(Request)
Output every record below verbatim, line for line, with no changes.
— start —
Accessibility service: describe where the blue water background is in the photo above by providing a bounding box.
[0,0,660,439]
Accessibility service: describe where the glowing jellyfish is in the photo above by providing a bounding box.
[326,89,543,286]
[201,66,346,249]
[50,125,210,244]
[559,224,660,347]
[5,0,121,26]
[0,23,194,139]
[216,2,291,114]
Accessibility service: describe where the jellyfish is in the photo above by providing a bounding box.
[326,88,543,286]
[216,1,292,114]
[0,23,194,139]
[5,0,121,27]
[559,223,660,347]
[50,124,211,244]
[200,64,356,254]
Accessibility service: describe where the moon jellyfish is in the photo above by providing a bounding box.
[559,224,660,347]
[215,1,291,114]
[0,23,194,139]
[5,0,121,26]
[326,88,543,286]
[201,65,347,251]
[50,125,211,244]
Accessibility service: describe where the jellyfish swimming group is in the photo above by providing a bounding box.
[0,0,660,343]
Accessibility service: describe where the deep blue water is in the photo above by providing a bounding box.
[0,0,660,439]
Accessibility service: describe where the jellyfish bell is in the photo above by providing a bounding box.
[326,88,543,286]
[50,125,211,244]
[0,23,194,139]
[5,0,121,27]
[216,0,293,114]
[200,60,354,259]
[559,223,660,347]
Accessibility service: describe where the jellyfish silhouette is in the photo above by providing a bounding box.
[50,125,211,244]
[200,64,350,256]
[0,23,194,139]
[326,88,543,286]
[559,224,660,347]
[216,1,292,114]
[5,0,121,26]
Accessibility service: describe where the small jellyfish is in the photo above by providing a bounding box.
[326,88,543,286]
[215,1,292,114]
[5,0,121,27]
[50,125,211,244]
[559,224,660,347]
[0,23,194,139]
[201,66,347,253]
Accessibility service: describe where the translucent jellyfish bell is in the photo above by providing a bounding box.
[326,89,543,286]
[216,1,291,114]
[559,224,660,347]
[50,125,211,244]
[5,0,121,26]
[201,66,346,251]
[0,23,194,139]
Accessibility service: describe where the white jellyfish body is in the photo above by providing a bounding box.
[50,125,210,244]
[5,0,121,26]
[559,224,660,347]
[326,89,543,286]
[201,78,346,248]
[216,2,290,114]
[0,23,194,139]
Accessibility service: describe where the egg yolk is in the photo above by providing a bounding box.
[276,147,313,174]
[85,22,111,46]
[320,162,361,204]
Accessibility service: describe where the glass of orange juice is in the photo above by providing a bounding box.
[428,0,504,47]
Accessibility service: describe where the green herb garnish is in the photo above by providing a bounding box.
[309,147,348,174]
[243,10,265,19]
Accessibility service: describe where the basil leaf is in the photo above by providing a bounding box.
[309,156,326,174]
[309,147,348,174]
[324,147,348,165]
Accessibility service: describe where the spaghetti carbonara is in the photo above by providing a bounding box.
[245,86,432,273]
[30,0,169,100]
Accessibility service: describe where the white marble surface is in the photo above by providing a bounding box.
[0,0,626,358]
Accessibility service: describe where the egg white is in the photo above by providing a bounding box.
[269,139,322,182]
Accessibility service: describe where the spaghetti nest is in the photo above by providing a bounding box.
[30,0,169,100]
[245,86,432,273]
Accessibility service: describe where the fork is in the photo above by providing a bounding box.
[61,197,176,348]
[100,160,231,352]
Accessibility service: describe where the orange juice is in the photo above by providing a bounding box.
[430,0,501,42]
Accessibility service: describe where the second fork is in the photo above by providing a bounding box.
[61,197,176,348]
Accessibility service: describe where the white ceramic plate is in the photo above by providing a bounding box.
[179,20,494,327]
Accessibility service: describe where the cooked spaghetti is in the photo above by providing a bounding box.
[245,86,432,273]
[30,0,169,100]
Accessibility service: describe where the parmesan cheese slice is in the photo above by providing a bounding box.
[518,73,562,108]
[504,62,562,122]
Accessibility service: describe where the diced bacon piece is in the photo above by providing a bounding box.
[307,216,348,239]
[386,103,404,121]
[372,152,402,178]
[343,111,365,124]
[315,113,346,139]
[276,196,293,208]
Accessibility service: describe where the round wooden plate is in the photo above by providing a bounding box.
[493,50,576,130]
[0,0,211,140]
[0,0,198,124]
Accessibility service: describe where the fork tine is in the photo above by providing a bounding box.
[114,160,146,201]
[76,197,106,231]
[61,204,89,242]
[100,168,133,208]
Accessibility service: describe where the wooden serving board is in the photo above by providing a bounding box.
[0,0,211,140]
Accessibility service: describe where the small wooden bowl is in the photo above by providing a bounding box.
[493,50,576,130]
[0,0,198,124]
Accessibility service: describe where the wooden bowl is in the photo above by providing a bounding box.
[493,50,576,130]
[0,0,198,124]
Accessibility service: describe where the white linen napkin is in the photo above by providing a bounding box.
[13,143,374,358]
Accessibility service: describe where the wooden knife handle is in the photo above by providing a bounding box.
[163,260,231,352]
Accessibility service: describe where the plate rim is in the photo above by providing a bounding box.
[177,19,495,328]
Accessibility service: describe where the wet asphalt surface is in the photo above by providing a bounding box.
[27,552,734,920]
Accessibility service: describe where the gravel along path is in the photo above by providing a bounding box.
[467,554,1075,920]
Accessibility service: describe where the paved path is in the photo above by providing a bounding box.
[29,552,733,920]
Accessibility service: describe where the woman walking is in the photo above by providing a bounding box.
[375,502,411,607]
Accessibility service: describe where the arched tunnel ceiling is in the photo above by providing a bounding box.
— end —
(Full response)
Accessibility service: describe where the blue water background is in the photo above by providing a bounding box.
[0,0,660,439]
Accessibility service: describe where the glowing jellyfish is in the photo above by providing a bounding box.
[326,89,543,286]
[201,66,346,249]
[50,125,210,244]
[559,224,660,347]
[5,0,121,26]
[0,23,194,139]
[216,2,291,114]
Accessibility service: describe where the jellyfish is in the photo above by providing a bounding box.
[326,88,543,286]
[216,1,292,114]
[0,23,194,139]
[5,0,121,27]
[559,223,660,347]
[50,124,211,244]
[200,64,356,254]
Accessibility service: describe where the moon jellyfish is in the photo above by providing a bounding box.
[559,224,660,347]
[215,1,291,114]
[0,23,194,139]
[5,0,121,26]
[326,88,543,286]
[201,65,347,251]
[50,125,211,244]
Accessibility service: describe where the jellyfish swimming group is in the photo above by providing a bounding box.
[0,0,660,343]
Accessibility service: describe where the deep blue water is in the photo above by providing a bounding box.
[0,0,660,439]
Accessibility service: describe where the jellyfish bell is in the photo above by providing a bounding box.
[326,88,543,286]
[50,125,211,244]
[0,23,194,139]
[5,0,121,27]
[216,0,293,114]
[200,60,354,259]
[559,223,660,347]
Accessibility service: describe where the jellyfish silhouette is in the photo above by providing a bounding box.
[50,125,211,244]
[200,64,350,256]
[0,23,194,139]
[326,88,543,286]
[559,224,660,347]
[216,1,292,114]
[5,0,121,26]
Accessibility service: describe where the small jellyfish is in the photo above by providing a bounding box.
[326,88,543,286]
[215,1,292,114]
[5,0,121,27]
[50,125,211,244]
[559,224,660,347]
[0,23,194,139]
[201,66,347,253]
Accessibility service: describe where the translucent jellyfish bell is in the photo above by providing a bounding box.
[326,89,543,286]
[216,1,291,114]
[559,224,660,347]
[50,125,211,244]
[5,0,121,26]
[201,66,346,251]
[0,23,194,139]
Accessibility service: describe where the white jellyfish body is in the photo above by providing a bounding box.
[50,125,210,244]
[5,0,121,26]
[559,224,660,347]
[326,89,543,286]
[201,78,346,248]
[216,2,290,114]
[0,23,194,139]
Accessibility service: describe where the egg yolk is in the photo above by providing a bounding box.
[276,147,313,174]
[85,22,111,46]
[320,162,361,204]
Accessibility service: describe where the glass of orange juice is in the photo above by providing a bounding box.
[428,0,504,47]
Accessibility service: describe where the green herb garnish is in the photo above by providing a bounding box.
[309,147,348,174]
[243,10,265,19]
Accessibility service: describe where the basil leaf is in the photo above by providing a bounding box.
[309,156,326,174]
[309,147,348,174]
[324,147,348,165]
Accessibility service: describe where the spaghetti carbonara is in the photo above by providing a bounding box.
[245,86,432,273]
[30,0,169,100]
Accessibility service: describe where the white marble surface is in the photo above by providing a bounding box.
[0,0,626,358]
Accessibility service: describe where the egg white is in the photo above by providing a bounding box.
[269,139,322,182]
Accessibility service: describe where the spaghetti nest is in the photo above by providing a bounding box.
[30,0,169,100]
[245,86,432,273]
Accessibility service: describe where the fork is in the photo above by providing a bounding box.
[61,197,176,348]
[100,160,231,352]
Accessibility service: describe where the orange juice is in the photo above by providing a bounding box.
[430,0,501,42]
Accessibility service: describe where the second fork is in the photo above by providing a bounding box.
[61,197,176,348]
Accessibility service: describe where the white ceramic plate is in the photo above by providing a bounding box.
[179,20,494,327]
Accessibility service: describe where the cooked spaghetti is in the photo above by providing a bounding box.
[245,86,432,273]
[30,0,169,100]
Accessibility service: describe where the parmesan cheese slice is in the photo above by providing a bounding box.
[518,73,562,108]
[504,62,562,122]
Accessibility service: describe where the diced bacon piece is in the photo above by providing a bounding box.
[307,216,348,239]
[386,103,404,121]
[372,152,402,178]
[343,111,365,124]
[315,113,346,139]
[276,196,293,208]
Accessibility service: describe where the round wooden plate is in the photo above by providing a bounding box.
[493,50,576,130]
[0,0,211,140]
[0,0,198,124]
Accessibility service: describe where the fork tine is in the photo above by providing a bounding box.
[114,160,146,201]
[76,197,106,231]
[61,204,89,242]
[100,168,133,208]
Accessibility service: describe where the wooden serving board is in the photo above by providing a bounding box.
[0,0,211,140]
Accessibility service: describe where the small wooden bowl is in the photo above by providing a bounding box.
[493,50,576,130]
[0,0,198,124]
Accessibility service: describe where the wooden bowl is in the photo above by providing a bounding box.
[493,50,576,130]
[0,0,198,124]
Accessibility service: describe where the white linen napkin is in the photo above by providing a bounding box.
[13,143,374,358]
Accessibility service: describe where the wooden knife handle is in the photo above by providing a bounding box.
[163,260,231,352]
Accessibility service: describe where the plate rim is in the photo above by providing a bounding box.
[177,19,495,328]
Accessibility service: describe where the wet asphalt surface is in the photo above by providing a bounding box.
[27,552,734,920]
Accessibility service: describe where the gravel along path is in the photo above by providing a bounding box.
[467,554,1075,920]
Accessibility service: describe where the paved path is in the photo above by providing a bounding box.
[29,552,733,920]
Accessibility service: describe where the woman walking is in the photo above by providing a bounding box.
[375,502,411,607]
Accessibility service: describe where the arched tunnel ceiling is in the photo above by providing a bounding box.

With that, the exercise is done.